### Work order
Which lines below include the string "return"? Please show each one.

### Listed records
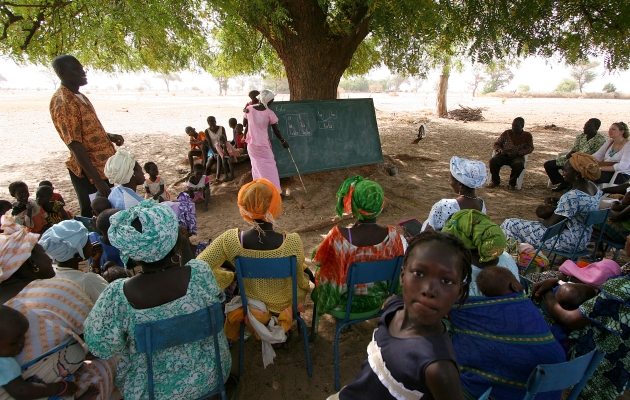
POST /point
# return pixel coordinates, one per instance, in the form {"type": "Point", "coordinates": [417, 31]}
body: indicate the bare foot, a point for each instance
* * *
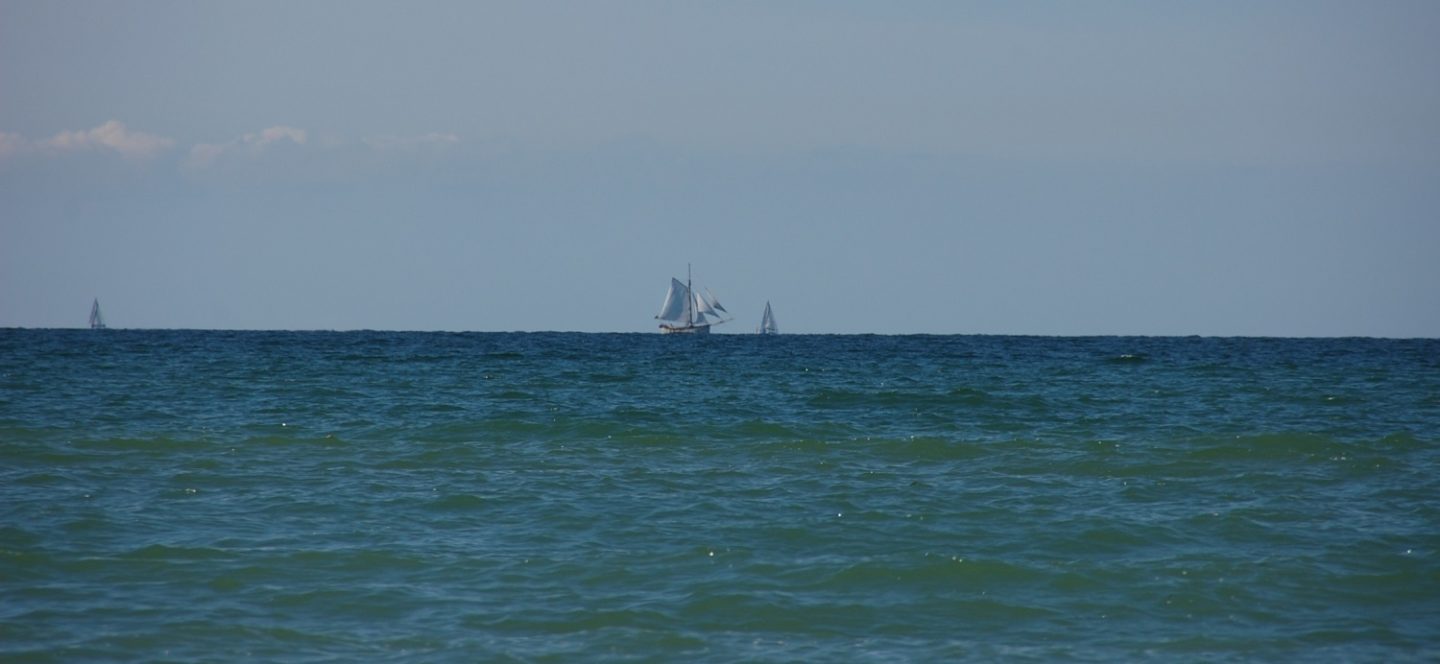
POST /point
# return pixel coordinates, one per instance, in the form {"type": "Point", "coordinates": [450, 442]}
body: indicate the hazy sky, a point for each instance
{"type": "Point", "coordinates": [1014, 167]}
...
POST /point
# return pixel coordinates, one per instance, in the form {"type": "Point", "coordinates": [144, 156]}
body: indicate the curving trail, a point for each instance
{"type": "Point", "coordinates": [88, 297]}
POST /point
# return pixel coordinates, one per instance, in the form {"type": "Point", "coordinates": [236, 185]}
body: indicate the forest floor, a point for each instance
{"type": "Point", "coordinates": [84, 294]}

### Task response
# return pixel coordinates, one per instance, in the form {"type": "Point", "coordinates": [417, 31]}
# return pixel coordinates, one per instance, in the form {"type": "Point", "coordinates": [450, 442]}
# return pixel coordinates, one per instance, in the form {"type": "Point", "coordinates": [144, 156]}
# return pixel coordinates, one per instance, in the form {"type": "Point", "coordinates": [236, 185]}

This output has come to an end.